The study period coincides with the start of the federal government’s nursing home vaccination program, which in theory should have begun to bear more fruit after the first round of shots was completed near the end of January. An early industry-led analysis showed that even just the first vaccine clinic helped to reduce the rate of new resident cases by 48%, significantly higher than the 21% declines seen among comparable facilities that had not yet conducted on-site inoculations; new staff infections dropped 33% as compared to 18% among facilities without vaccination clinics.

The most recent federal numbers do indeed show promise, as Harvard researcher David Grabowski observed late Thursday, with both staff and resident infections falling below the original set of late-May numbers.

https://twitter.com/DavidCGrabowski/status/1359995978212904963

Those positive trends should hopefully continue past the completion of the second round, though concerns remain over low uptake among staff — who have served as unwitting vectors of the virus, bringing it in from the surrounding community while remaining asymptomatic.

○ ○ ○ ○

EXERCISE REQUIREMENTS
Resume the passage on nursing home vaccinations and COVID-19 infections, picking up after its last sentence.

INFORMATION SUPPLIED
○ ○ ○ ○

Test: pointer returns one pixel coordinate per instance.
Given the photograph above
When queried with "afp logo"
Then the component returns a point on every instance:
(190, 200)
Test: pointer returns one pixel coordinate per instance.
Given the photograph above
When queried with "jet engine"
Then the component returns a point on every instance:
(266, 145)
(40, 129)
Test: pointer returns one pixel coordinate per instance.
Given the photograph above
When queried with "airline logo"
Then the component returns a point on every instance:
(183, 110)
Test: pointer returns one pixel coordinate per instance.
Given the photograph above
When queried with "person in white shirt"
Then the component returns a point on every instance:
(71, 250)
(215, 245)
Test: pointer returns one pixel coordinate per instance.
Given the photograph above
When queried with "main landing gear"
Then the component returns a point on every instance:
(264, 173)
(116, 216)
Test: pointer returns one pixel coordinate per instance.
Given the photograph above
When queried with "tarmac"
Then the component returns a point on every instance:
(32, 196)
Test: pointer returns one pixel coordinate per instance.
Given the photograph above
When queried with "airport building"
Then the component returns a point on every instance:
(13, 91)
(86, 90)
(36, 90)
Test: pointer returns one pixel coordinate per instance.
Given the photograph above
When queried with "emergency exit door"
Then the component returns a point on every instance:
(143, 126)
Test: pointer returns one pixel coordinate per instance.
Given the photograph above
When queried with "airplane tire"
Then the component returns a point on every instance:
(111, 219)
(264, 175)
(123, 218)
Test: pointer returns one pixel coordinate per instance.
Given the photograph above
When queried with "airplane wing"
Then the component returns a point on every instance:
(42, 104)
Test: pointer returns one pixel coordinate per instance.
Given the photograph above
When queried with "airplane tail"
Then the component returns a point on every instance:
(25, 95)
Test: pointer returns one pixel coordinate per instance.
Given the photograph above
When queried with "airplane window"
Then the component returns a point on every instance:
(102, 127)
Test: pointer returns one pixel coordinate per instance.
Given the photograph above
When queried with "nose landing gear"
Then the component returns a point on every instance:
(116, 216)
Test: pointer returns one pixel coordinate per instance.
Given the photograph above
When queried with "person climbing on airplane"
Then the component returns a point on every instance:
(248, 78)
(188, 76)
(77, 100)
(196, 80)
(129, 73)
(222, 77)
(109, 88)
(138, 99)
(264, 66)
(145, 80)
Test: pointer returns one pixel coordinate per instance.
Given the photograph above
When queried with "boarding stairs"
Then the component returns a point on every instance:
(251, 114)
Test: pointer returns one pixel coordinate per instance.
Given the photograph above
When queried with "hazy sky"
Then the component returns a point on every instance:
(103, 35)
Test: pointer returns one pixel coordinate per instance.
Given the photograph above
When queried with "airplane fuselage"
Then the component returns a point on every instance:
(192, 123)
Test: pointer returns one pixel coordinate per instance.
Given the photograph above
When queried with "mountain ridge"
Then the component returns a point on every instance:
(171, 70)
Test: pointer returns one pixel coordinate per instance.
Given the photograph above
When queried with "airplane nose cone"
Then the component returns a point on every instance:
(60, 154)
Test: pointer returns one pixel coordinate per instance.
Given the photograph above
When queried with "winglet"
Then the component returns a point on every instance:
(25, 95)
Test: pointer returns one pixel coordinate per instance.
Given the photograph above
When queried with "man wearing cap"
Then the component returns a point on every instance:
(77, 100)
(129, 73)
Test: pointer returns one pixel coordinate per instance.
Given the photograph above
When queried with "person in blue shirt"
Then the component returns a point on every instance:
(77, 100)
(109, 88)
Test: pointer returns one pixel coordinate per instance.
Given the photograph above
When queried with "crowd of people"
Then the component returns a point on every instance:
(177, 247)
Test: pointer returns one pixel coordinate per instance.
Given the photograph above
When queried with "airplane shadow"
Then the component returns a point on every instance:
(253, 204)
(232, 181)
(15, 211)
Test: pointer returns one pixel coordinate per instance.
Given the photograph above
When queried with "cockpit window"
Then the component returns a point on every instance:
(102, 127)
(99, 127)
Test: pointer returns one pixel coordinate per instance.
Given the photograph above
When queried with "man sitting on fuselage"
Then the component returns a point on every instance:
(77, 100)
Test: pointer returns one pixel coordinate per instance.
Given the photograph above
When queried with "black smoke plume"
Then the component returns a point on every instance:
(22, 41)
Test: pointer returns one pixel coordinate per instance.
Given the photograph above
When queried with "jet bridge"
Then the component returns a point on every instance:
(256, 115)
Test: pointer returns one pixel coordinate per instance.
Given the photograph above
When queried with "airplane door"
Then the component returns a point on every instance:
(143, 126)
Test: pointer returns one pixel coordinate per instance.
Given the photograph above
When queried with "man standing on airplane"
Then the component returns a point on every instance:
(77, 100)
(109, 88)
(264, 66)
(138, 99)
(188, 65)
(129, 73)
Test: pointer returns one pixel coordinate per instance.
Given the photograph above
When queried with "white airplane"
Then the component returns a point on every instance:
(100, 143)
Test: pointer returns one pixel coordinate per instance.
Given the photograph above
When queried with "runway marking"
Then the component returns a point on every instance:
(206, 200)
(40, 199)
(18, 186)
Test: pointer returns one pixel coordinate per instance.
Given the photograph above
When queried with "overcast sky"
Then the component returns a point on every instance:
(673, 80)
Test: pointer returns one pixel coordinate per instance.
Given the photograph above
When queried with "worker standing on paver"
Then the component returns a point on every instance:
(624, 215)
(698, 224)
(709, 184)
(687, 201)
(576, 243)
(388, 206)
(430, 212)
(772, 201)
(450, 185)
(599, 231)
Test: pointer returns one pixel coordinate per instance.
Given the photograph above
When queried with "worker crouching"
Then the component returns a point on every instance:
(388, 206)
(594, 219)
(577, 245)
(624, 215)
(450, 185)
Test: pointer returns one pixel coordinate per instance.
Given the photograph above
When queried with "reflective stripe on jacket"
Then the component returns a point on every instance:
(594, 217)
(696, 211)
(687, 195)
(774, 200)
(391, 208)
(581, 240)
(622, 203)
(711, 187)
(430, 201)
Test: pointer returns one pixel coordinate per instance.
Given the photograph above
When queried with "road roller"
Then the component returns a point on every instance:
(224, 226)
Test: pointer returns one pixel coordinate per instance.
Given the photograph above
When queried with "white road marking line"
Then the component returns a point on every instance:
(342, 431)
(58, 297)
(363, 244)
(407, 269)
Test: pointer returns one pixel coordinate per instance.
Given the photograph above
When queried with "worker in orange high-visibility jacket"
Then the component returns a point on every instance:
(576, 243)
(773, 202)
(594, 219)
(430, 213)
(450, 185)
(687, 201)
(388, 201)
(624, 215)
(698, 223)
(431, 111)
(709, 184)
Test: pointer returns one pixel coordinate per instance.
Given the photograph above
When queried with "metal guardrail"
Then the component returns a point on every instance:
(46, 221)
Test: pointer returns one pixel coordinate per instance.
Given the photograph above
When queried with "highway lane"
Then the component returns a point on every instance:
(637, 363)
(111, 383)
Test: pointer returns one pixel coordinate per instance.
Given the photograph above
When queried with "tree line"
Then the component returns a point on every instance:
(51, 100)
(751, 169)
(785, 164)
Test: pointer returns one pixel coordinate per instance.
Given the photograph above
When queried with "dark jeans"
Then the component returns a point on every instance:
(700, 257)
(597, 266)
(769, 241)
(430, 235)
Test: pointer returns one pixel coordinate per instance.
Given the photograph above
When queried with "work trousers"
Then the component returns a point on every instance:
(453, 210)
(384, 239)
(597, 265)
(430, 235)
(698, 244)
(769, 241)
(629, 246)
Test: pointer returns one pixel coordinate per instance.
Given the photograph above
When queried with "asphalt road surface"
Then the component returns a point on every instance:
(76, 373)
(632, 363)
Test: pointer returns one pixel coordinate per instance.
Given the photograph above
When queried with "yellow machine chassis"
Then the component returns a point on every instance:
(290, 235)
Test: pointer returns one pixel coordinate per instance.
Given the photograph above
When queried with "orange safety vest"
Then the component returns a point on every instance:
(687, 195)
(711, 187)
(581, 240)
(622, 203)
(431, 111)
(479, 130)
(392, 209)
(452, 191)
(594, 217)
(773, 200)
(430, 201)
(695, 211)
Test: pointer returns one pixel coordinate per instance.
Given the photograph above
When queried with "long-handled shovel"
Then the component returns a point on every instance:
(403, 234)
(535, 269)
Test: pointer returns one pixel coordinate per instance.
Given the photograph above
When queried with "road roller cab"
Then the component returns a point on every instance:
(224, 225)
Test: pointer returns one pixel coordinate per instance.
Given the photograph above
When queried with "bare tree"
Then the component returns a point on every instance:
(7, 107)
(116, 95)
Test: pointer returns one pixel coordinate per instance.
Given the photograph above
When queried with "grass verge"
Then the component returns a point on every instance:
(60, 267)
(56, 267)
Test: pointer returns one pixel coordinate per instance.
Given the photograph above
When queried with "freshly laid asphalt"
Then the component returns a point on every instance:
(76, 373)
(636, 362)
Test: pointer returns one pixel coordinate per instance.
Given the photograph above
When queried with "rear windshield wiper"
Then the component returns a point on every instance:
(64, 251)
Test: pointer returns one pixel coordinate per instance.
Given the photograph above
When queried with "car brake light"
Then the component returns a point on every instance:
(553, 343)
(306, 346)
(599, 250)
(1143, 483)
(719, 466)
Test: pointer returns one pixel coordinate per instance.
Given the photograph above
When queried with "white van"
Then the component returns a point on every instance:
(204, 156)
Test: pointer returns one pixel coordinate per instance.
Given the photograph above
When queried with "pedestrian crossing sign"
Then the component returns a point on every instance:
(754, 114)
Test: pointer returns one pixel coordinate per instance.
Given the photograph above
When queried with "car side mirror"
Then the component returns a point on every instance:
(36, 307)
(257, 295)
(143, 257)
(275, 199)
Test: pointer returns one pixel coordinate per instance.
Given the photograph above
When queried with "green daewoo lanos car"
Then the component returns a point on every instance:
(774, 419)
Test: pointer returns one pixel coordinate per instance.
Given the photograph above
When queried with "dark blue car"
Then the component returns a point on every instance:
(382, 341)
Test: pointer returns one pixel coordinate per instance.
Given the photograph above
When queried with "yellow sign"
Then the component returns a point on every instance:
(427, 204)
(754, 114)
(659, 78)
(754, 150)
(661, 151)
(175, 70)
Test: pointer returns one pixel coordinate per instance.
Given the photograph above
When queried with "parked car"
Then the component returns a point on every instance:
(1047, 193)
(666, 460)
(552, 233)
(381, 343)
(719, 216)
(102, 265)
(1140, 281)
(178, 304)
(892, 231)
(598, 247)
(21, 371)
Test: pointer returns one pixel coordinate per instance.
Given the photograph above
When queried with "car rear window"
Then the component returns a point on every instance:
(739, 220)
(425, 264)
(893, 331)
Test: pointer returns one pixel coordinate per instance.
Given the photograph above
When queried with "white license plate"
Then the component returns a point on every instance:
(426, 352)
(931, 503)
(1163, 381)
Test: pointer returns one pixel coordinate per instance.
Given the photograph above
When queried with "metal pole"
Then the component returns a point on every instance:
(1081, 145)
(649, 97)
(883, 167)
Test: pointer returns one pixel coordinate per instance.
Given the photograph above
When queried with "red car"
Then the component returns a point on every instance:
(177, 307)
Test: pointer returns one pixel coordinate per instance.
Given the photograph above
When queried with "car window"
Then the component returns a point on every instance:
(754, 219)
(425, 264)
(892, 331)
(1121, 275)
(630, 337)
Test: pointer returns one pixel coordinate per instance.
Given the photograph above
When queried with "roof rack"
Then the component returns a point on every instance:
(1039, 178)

○ ○ ○ ○

REPLY
Only 37.5% of nursing home staffers opted into the first round of vaccinations, the Centers for Disease Control & Prevention (CDC) reported at the start of February, as compared to 77.8% of residents. Individual operators have logged higher numbers, though resistance and skepticism remains across a workforce that was historically underpaid and overworked even before the global pandemic turned their workplaces into epicenters of sickness and death.

In addition, while Ohio this week launched an initiative to provide ongoing clinics after the federal government’s three-round project ends, there are serious unanswered about how nursing home operators will be able to continue vaccinating new residents and staffers who may decide to opt in during the third on-site clinic.

“We now have this window and a very big gap where there is no plan. Some states are stepping in to try to create one on the fly,” Dr. Richard Feifer, chief medical officer of nursing home giant Genesis HealthCare (NYSE: GEN), told SNN last week. “But most states don’t have a plan, and we have a gap.”